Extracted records

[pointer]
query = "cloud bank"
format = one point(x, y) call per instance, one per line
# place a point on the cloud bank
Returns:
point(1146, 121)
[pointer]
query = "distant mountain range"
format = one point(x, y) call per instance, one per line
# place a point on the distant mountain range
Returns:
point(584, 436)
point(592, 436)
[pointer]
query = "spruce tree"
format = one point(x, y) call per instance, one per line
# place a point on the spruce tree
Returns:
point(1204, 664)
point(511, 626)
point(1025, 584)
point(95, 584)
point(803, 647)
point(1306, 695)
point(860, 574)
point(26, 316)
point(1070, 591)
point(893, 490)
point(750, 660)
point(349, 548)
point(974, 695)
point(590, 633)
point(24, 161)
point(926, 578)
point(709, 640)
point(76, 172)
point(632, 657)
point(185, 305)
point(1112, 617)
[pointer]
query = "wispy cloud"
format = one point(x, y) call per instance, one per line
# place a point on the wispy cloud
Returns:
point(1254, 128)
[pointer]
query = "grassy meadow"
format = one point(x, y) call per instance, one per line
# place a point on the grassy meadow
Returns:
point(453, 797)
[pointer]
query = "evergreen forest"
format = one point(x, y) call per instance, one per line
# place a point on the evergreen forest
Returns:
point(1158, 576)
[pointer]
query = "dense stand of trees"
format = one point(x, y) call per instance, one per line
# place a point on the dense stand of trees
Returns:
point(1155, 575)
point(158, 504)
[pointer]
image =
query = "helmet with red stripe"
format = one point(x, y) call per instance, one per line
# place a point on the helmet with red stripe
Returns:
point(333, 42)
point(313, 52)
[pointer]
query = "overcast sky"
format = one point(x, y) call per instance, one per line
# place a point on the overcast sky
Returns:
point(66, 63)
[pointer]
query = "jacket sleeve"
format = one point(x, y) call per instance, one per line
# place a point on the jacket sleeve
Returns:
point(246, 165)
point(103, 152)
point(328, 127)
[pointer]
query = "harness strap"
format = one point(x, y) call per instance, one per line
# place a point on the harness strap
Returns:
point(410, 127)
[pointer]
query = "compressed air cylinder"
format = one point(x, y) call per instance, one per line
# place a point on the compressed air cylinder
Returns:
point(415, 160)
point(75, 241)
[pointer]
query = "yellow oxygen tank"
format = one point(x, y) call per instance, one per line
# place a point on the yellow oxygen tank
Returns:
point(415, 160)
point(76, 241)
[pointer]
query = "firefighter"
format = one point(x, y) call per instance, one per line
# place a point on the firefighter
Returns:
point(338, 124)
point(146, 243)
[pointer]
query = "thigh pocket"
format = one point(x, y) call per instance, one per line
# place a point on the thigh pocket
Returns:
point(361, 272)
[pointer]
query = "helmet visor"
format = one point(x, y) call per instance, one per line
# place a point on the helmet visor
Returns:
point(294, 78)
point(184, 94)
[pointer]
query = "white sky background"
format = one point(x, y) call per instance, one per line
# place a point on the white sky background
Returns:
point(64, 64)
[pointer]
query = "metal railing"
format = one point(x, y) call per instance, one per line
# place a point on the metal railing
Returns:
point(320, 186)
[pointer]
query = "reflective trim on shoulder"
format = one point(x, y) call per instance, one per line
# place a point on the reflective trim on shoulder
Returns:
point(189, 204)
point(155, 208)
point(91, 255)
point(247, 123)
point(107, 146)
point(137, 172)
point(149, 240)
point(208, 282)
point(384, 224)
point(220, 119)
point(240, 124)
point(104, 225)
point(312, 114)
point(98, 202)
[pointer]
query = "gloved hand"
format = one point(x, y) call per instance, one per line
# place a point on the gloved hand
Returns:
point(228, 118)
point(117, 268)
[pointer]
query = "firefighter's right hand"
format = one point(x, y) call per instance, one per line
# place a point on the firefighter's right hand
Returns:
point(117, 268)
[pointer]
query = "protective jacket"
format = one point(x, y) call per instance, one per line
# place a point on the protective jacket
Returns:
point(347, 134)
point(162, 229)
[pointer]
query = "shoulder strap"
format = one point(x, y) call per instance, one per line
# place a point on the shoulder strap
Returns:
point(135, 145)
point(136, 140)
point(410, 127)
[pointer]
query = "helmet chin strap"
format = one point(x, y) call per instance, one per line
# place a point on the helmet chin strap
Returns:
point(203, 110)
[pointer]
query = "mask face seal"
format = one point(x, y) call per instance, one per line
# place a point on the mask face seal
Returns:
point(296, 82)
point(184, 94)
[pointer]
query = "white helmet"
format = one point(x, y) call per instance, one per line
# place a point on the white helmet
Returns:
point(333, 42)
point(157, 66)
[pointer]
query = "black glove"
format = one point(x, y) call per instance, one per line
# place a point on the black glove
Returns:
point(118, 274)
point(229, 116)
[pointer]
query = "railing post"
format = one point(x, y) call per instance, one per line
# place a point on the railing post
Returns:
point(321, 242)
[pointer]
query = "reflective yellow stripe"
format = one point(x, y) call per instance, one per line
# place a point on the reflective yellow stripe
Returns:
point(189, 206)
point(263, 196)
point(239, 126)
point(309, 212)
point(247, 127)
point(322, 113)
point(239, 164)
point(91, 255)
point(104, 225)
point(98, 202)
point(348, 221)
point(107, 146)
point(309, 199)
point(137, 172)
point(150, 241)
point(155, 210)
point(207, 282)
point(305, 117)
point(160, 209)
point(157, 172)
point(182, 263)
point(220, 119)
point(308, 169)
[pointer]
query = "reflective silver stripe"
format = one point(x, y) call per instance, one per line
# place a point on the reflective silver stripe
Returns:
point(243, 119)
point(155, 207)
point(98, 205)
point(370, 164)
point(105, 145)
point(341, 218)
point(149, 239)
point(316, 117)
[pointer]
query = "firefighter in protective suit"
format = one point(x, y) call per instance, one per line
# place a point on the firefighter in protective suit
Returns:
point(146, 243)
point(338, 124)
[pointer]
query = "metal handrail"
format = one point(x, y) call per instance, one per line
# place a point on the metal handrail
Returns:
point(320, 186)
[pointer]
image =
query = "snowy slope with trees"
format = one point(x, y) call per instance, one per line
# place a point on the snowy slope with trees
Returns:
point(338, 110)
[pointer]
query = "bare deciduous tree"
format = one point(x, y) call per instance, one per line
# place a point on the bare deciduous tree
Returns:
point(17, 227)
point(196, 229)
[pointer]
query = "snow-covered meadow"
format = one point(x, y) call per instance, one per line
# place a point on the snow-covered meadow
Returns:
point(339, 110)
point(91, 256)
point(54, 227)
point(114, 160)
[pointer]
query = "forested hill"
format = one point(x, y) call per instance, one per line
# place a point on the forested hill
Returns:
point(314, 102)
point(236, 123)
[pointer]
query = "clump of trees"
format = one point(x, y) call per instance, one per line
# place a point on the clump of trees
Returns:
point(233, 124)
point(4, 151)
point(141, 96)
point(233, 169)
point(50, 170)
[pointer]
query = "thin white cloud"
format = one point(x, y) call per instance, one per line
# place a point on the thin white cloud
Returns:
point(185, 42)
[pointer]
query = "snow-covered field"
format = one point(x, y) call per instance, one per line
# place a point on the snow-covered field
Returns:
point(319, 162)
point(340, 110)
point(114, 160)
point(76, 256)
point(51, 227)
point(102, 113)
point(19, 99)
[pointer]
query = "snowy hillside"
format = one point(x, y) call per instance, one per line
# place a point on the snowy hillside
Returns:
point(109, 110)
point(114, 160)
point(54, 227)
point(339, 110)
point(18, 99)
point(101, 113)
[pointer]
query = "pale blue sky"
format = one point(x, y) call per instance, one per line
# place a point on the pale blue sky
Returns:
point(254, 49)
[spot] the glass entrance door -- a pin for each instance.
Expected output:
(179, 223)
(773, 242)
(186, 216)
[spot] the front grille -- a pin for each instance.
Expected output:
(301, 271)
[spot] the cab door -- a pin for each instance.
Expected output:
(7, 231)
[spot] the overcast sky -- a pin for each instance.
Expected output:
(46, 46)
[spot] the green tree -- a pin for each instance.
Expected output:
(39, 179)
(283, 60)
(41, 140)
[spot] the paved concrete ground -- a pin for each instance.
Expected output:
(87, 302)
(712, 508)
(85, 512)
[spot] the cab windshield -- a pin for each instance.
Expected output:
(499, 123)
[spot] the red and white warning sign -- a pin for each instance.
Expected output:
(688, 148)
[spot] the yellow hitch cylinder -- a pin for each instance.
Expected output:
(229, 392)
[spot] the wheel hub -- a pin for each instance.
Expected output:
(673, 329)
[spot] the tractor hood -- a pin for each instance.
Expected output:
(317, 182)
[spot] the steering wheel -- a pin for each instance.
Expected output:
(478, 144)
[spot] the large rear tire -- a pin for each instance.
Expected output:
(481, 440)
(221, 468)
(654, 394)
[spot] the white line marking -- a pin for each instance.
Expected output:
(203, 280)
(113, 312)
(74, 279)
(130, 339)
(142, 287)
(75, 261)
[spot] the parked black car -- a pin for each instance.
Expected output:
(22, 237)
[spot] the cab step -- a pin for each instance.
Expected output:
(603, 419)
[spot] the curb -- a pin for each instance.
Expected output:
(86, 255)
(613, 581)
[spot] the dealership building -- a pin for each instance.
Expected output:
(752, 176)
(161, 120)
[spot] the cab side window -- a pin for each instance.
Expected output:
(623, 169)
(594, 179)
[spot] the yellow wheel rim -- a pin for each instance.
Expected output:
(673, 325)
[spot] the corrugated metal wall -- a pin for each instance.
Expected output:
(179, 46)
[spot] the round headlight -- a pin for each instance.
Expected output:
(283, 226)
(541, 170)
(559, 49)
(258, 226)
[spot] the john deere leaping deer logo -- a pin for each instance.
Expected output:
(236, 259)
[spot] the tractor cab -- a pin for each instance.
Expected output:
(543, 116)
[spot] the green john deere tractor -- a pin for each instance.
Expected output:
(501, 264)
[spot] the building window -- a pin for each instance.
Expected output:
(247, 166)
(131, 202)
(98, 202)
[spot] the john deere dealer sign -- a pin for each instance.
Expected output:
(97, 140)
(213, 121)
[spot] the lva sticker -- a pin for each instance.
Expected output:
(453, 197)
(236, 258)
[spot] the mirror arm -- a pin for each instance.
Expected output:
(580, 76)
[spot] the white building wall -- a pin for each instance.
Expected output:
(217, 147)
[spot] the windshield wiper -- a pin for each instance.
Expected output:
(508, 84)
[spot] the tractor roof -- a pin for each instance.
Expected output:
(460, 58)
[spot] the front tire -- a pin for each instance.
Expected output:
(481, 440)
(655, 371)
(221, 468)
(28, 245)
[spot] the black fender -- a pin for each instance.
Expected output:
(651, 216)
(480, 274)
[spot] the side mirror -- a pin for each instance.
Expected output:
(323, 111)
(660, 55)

▶ _Task details_:
Where a line in the records above contains the string "window", return that line.

▶ _Problem solution_:
[spot] the cab side window -- a pin for each instance.
[spot] the building window -- a pin for each instance.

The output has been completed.